EXTRACT TO READ:
____
The overall stablecoin supply did not contract sharply, but internal rotation was significant. Stablecoins that attracted capital via yields in the previous phase generally saw reductions this week. USDT increased by approximately $1.02 billion compared to the previous week. USDC, however, saw a slight decline, not following USDT's expansion. Possibly influenced by recent frequent security incidents, the pullback within the native DeFi sector was pronounced. USDS decreased from $8.56 billion to $7.80 billion, USDe dropped from $6.70 billion to $6.41 billion, and DAI also saw a slight decline. However, payment-oriented and institutional-grade stablecoins were unaffected, with PYUSD and USDG both seeing modest growth.

3.3 LST Sector Unshaken by rsETH Incident; Funds Consolidate Towards Top Protocols

Despite the weekend security incident involving the LRT protocol KelpDAO's rsETH, which saw nearly $300 million in funds at risk, the LST sector proved more resilient than expected. Most top-tier protocols actually moved higher. Leading ETH-side LSTs like Lido and Rocket Pool saw hundreds of millions or tens of millions of dollars in capital inflows respectively. On the SOL side, Sanctum Validator LSTs and Jupiter Staked SOL both grew, with only Jito experiencing a slight decline. This reflects a more mature market of DeFi participants, who have not panicked excessively but instead priced standardized staking assets separately from assets involving cross-chain bridges, cross-chain wraps, or restaking leverage. The issue with KelpDAO was within the risk chain combining a LRT (like rsETH) with a cross-chain bridge. Traditional ETH LSTs and mainstream SOL LSTs were not lumped together as high-risk assets; in fact, they absorbed some of the capital rotation.

3.4 KelpDAO Event Significantly Impacts Aave; Lending Capital Exits Main Markets

Aave's total loan balance saw a notable decline, ending its steady upward trend. Several core networks, including the Ethereum main market, Mantle, and Base, experienced deleveraging amounting to hundreds of millions of dollars in their lending scenarios. Over the weekend, Aave froze rsETH collateral and implemented protective restrictions on WETH across Core, Prime, Arbitrum, Base, Mantle, and Linea. Although the Aave contracts themselves were not breached and the problem originated from KelpDAO's rsETH cross-chain bridge, Aave, as the largest lending pool, bore the most direct chain reaction. The potential bad debt from hackers extracting hundreds of millions of dollars using rsETH as collateral further fueled market concern. For this reason, the V4 Hub-and-Spoke risk isolation framework previously promoted by Aave Labs suddenly transitioned from an architectural upgrade to a tangible market demand for repricing risk.
____
WORK INSTRUCTIONS:
(A) Answer these questions about the market report above, one line each:
(i) By about how much did USDT increase compared to the previous week?
(ii) Which SOL-side LST saw a slight decline?
(iii) What collateral did Aave freeze over the weekend?
(B) Pull out every line of the records that contains the string "black". Case counts.
____
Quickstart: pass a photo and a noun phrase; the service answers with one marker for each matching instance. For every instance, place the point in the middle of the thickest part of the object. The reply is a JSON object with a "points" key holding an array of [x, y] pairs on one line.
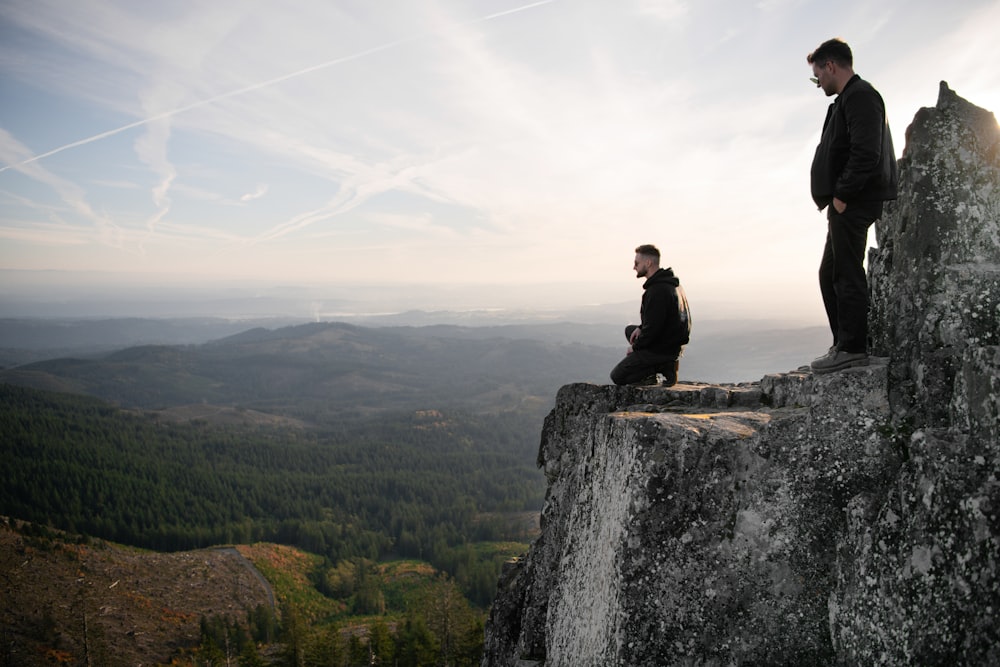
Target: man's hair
{"points": [[649, 251], [833, 50]]}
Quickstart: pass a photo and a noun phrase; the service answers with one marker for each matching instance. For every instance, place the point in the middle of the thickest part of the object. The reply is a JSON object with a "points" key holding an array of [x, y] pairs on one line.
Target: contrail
{"points": [[255, 86]]}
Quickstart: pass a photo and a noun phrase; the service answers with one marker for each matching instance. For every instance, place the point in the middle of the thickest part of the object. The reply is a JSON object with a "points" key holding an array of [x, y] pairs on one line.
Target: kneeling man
{"points": [[656, 343]]}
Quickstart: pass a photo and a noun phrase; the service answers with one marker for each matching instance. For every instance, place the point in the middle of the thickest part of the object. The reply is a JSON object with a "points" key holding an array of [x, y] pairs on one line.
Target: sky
{"points": [[492, 153]]}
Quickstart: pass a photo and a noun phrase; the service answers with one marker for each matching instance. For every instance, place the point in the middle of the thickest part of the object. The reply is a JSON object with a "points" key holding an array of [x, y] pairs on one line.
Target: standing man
{"points": [[853, 173], [655, 344]]}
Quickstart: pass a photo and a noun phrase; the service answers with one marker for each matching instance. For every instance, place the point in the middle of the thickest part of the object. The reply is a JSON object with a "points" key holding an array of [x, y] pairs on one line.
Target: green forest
{"points": [[425, 485]]}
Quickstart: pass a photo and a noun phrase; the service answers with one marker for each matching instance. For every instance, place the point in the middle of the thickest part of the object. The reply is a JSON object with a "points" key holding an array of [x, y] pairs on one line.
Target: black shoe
{"points": [[649, 381]]}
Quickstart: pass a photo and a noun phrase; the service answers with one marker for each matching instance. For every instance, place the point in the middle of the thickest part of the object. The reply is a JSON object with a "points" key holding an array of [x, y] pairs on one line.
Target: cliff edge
{"points": [[843, 519]]}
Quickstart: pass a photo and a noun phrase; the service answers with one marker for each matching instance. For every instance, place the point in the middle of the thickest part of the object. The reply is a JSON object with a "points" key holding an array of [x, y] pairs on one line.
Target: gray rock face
{"points": [[843, 519]]}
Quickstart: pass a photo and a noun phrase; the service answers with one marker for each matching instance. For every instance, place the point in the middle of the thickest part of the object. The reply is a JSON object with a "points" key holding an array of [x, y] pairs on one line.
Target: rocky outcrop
{"points": [[851, 518]]}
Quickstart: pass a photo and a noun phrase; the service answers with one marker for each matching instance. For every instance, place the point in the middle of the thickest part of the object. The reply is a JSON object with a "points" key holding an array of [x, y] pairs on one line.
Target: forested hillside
{"points": [[422, 484]]}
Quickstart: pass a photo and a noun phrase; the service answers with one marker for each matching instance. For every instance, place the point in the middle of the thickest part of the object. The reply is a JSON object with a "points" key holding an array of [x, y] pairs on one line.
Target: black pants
{"points": [[640, 364], [842, 279]]}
____
SOLUTIONS:
(A)
(i) Approximately $1.02 billion
(ii) Jito
(iii) rsETH

(B)
Target: black shoe
Target: black pants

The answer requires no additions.